Employee vs. Independent Contractor in the era of Tax Reform
There are growing concerns in the construction industry with respect to employers inappropriately classifying employees as independent contractors in order to reduce their costs of doing business and gain an edge in being awarded construction contracts. With the construction industry seeing very low unemployment, some do not believe the wages reported coincide with the industry’s growth; thus suggesting an increase in misclassification as independent contractors. Some commentators believe the recently enacted Tax Cuts and Jobs Act of 2017 (“TCJA”) could lead to even more misclassified employees. How big is the employee misclassification problem today and what is the government currently doing about it? These are the questions addressed in this article.
Generally, an employer/employee relationship exists “when the person for whom services are performed has the right to control and direct the individual who performs the services, not only as to the result to be accomplished by the work but also as to the details and means by which that result is accomplished.” Treas. Reg. Sec. 31.3121(d)-1(c).
When a worker is misclassified as an independent contractor, the costs to society are considerable: the employee loses federal and state employment protections and benefits; the unlawful business whose taxes are illegally lowered is placed at an unfair advantage over the competition, and the government is deprived of substantial tax revenues. In a 2009 report, the Government Accountability Office estimated in one year alone, the federal government lost out on $2.72 billion in Social Security, unemployment and income taxes because of employee misclassification.1
To make matters worse, a new tax deduction in the TCJA could further contribute to employment tax losses. Effective for tax years beginning after December 31, 2017, partnerships, limited liability companies (LLCs), S corporations, trusts, estates, and sole proprietorships are generally entitled to a deduction of 20% of the taxpayer’s “qualified business income” under IRC Sec. 199A. Because Section 199A ties the availability of a deduction to some form of business ownership, some employees may seek to be treated as independent contractors or partial owners for tax purposes.
In an effort to prevent the misclassification of workers, the government employs a multi-faceted approach. The IRS detects misclassified workers primarily through the following four sources:
- The Determination of Worker Status (Form SS-8) Program. Under the “Form SS-8” program, employers or workers may request that the IRS determine the status of an individual.

Short task: Please decide whether each statement agrees with the article on worker misclassification above, answering yes or no and quoting the words that settle it: (a) A Government Accountability Office report estimated that misclassification cost the federal government $2.72 billion in one year. (b) The Section 199A deduction applies to tax years beginning after December 31, 2016. (c) Under the Form SS-8 program, only employers may ask the IRS to determine a worker's status.

Rows:

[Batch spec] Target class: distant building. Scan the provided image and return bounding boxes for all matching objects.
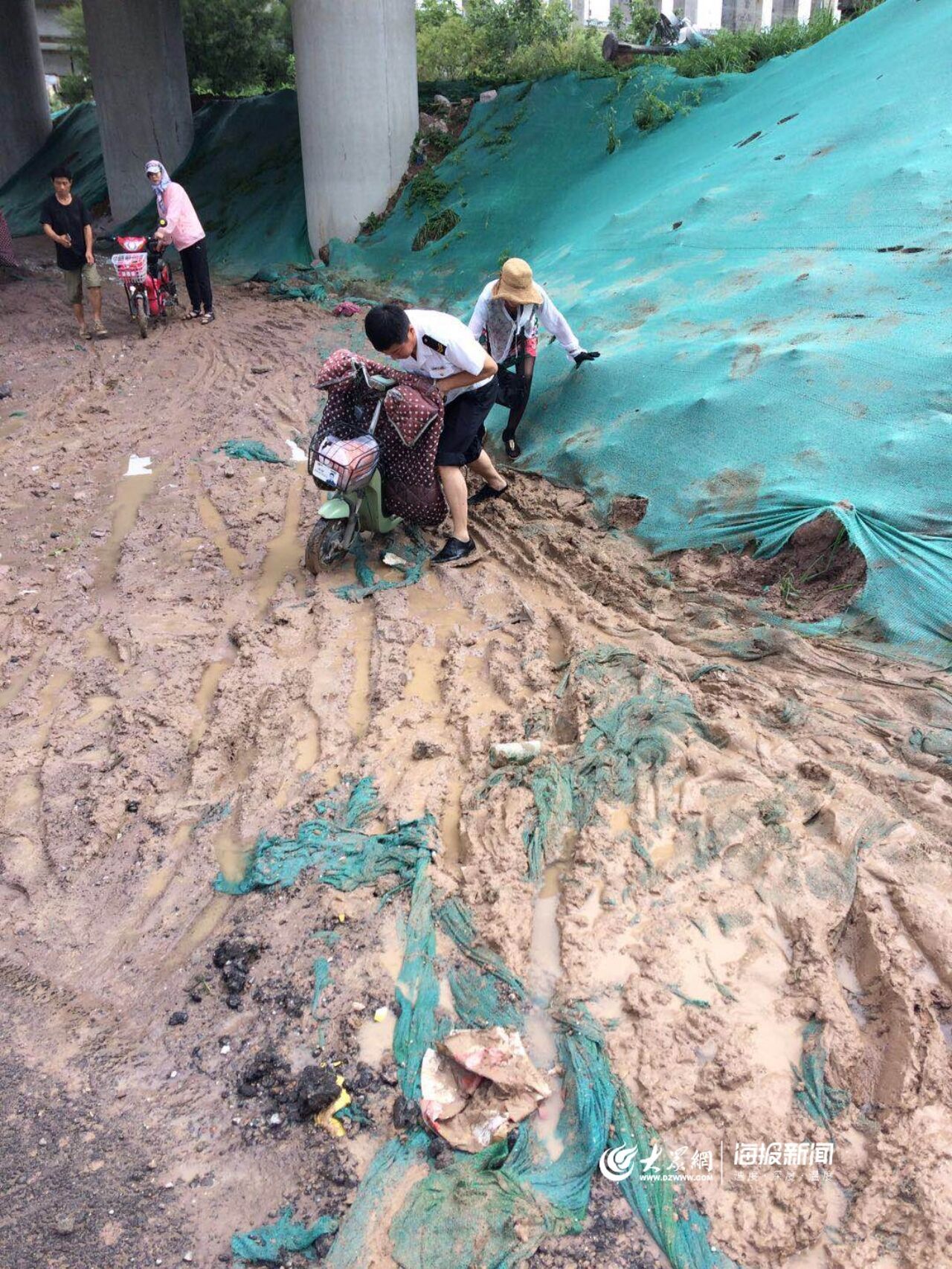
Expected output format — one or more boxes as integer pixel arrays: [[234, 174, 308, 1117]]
...
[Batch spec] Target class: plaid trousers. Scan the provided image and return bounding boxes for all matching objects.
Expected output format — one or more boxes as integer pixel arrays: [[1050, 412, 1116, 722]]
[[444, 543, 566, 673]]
...
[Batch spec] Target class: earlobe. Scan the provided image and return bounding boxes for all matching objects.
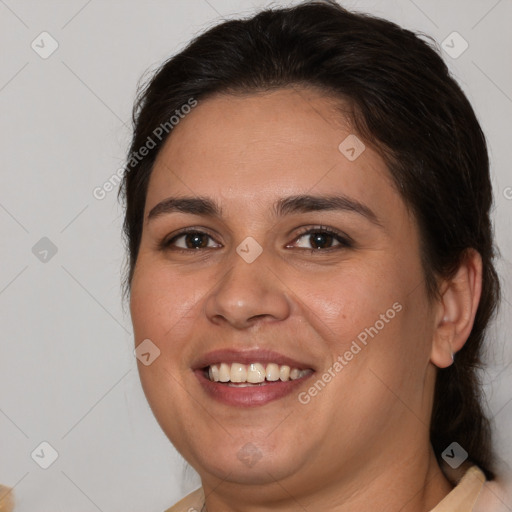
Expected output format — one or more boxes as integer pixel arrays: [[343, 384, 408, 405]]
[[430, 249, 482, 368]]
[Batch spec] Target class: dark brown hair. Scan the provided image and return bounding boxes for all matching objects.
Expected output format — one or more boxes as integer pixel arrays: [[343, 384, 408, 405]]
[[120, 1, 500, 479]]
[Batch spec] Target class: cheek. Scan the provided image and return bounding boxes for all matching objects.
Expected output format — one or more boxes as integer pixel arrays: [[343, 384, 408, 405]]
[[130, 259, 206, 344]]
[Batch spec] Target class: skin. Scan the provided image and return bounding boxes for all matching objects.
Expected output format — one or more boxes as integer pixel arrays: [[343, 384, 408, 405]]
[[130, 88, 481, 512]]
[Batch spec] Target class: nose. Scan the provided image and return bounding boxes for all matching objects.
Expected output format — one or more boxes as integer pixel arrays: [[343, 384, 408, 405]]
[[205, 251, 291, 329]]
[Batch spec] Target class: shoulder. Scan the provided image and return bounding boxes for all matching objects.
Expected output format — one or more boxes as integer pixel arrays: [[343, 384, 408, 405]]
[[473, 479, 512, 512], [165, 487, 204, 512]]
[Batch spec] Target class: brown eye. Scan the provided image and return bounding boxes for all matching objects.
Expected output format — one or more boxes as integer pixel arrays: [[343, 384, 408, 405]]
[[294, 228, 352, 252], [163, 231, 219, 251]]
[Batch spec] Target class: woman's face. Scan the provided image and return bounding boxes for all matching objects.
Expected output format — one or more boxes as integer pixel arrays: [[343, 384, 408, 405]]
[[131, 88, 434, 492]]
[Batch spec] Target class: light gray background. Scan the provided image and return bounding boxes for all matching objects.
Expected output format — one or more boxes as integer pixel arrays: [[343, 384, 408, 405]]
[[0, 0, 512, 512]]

Answer for the task:
(a) Yes: "In a 2009 report, the Government Accountability Office estimated in one year alone, the federal government lost out on $2.72 billion in Social Security, unemployment and income taxes because of employee misclassification."
(b) No: "Effective for tax years beginning after December 31, 2017"
(c) No: "employers or workers may request that the IRS determine the status of an individual."